_Problem requirements_: Please return all of the records verbatim, with the pictures omitted.

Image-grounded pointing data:
***

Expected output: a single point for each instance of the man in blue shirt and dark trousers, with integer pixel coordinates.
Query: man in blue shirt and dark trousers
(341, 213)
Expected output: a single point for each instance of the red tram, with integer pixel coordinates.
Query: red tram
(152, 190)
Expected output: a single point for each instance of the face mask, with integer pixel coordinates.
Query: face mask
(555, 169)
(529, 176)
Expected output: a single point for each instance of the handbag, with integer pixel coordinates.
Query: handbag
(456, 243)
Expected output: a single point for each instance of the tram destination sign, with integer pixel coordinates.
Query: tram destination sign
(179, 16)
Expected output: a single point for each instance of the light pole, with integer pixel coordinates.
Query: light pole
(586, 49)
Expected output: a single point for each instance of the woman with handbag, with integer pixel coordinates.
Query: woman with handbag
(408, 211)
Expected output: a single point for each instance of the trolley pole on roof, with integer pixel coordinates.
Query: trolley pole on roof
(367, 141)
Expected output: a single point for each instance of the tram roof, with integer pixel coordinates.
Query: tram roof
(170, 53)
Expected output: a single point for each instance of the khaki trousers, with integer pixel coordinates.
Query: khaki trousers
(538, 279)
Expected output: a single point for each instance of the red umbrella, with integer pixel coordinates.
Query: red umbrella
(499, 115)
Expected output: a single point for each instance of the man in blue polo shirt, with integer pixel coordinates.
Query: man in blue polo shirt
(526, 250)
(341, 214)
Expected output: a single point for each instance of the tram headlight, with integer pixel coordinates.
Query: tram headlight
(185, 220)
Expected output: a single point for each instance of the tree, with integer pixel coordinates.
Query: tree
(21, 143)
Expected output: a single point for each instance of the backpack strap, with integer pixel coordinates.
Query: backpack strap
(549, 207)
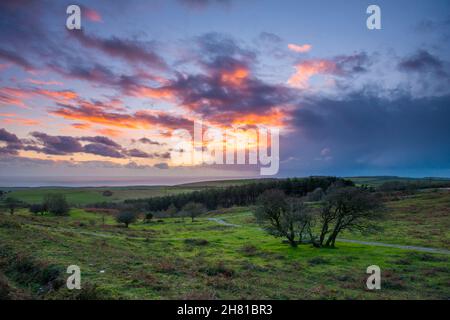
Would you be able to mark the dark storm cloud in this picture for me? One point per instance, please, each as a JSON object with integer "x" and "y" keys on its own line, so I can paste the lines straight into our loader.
{"x": 423, "y": 62}
{"x": 365, "y": 131}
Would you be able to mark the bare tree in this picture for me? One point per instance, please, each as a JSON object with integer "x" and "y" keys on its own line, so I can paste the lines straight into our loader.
{"x": 126, "y": 218}
{"x": 347, "y": 208}
{"x": 193, "y": 209}
{"x": 283, "y": 217}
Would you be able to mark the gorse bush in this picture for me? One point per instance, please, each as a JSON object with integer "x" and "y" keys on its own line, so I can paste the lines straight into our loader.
{"x": 56, "y": 204}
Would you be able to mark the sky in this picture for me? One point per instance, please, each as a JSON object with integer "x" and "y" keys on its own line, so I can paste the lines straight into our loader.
{"x": 105, "y": 101}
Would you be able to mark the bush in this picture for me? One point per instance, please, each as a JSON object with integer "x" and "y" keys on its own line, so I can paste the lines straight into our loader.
{"x": 37, "y": 208}
{"x": 56, "y": 204}
{"x": 107, "y": 193}
{"x": 196, "y": 242}
{"x": 126, "y": 218}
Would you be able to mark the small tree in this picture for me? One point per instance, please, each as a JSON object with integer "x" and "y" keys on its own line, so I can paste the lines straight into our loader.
{"x": 56, "y": 204}
{"x": 172, "y": 210}
{"x": 126, "y": 217}
{"x": 148, "y": 216}
{"x": 12, "y": 204}
{"x": 347, "y": 208}
{"x": 316, "y": 195}
{"x": 107, "y": 193}
{"x": 193, "y": 209}
{"x": 37, "y": 208}
{"x": 283, "y": 217}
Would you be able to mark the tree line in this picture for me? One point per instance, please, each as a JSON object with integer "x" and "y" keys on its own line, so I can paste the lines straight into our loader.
{"x": 239, "y": 195}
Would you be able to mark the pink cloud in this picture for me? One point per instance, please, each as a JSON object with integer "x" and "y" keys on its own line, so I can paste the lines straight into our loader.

***

_Answer box_:
Expected output: a single point for each instance of the man in blue shirt and dark trousers, with integer pixel coordinates.
Query: man in blue shirt and dark trousers
(341, 213)
Expected output: a single point for each instance of the red tram, with integer pixel coordinates.
Query: red tram
(152, 190)
Expected output: a single point for each instance of the face mask, with integer pixel coordinates.
Query: face mask
(555, 169)
(529, 176)
Expected output: a single point for each instance of the handbag, with integer pixel coordinates.
Query: handbag
(456, 243)
Expected output: a single point for each instance of the tram destination sign, with integer pixel coordinates.
Query: tram destination sign
(179, 16)
Expected output: a single point for each instance of the light pole, with integer pixel coordinates.
Query: light pole
(586, 49)
Expected output: a single point for each instance of the woman with handbag, with integer pixel coordinates.
Query: woman with handbag
(408, 211)
Expected output: a single point for each instance of the trolley pole on roof, with integer pixel coordinates.
Query: trolley pole on roof
(367, 141)
Expected output: a single point for each instance of the tram roof, with integer pixel coordinates.
Query: tram roof
(170, 53)
Expected output: a single point for each instance of the khaki trousers, with integer pixel coordinates.
Query: khaki trousers
(538, 279)
Expected output: a single point for each instance of the red umbrella, with integer pixel coordinates.
Query: red umbrella
(499, 115)
Expected output: a single point for each instance of the man in blue polo shirt, with integer pixel coordinates.
Query: man in blue polo shirt
(526, 250)
(341, 214)
Expected output: a single point for each instance of the tram headlight, with integer pixel coordinates.
Query: tram headlight
(185, 220)
Expected output: a single point for each instance of the tree, with integer pixel coordinates.
Query: tree
(21, 143)
Expected output: a single point for each instance of the backpack strap, with integer pixel coordinates.
Query: backpack strap
(549, 207)
Would you be able to mark the dark storm cloud in this picture for me? One point per instance, please, each as a JSON object with integer "x" and "y" keys on its own line, so I can paste the lines straight into our loader.
{"x": 423, "y": 62}
{"x": 365, "y": 131}
Would you be able to mark the bare tree in this picture for me? One point per instance, please, each as a JSON object with integer "x" and "y" keys on its own line, so I can paste the lines straight into our loader.
{"x": 126, "y": 218}
{"x": 347, "y": 208}
{"x": 193, "y": 209}
{"x": 283, "y": 217}
Would you be able to mark the gorse bush in this picture for me? One point per instance, please, each as a JSON object with integer "x" and "y" keys on its own line, so I can paste the lines straight into our loader.
{"x": 56, "y": 204}
Would you be able to mark the sky in this picture for me? One point per instance, please, each as a JSON object with integer "x" and "y" keys on its own line, so I can paste the lines straight into our loader.
{"x": 105, "y": 101}
Would you be able to mark the bush in this picture for me? One point per instance, please, each as a JSON object with integer "x" and "y" keys on its own line, so I can paste the lines straight into our loader.
{"x": 37, "y": 208}
{"x": 56, "y": 204}
{"x": 107, "y": 193}
{"x": 196, "y": 242}
{"x": 126, "y": 218}
Would you be able to mark the small tree in this picture for me? One point per instance, please, each as a JSON object with integer "x" and "y" keys on its own line, so I can paste the lines straight into our loader.
{"x": 56, "y": 204}
{"x": 172, "y": 210}
{"x": 126, "y": 217}
{"x": 148, "y": 216}
{"x": 12, "y": 204}
{"x": 347, "y": 208}
{"x": 316, "y": 195}
{"x": 107, "y": 193}
{"x": 193, "y": 209}
{"x": 37, "y": 208}
{"x": 283, "y": 217}
Would you be able to mark the tree line in this picture for me? One point per instance, please, each as a JSON object with integer "x" and "y" keys on its own line, so I can paste the lines straight into our loader.
{"x": 239, "y": 195}
Would you be able to mark the pink cloud in this picture for me? One point per instance, please, each as a JSON object with integer "x" and "y" keys on its own line, so I can paste the lines straight into our loader.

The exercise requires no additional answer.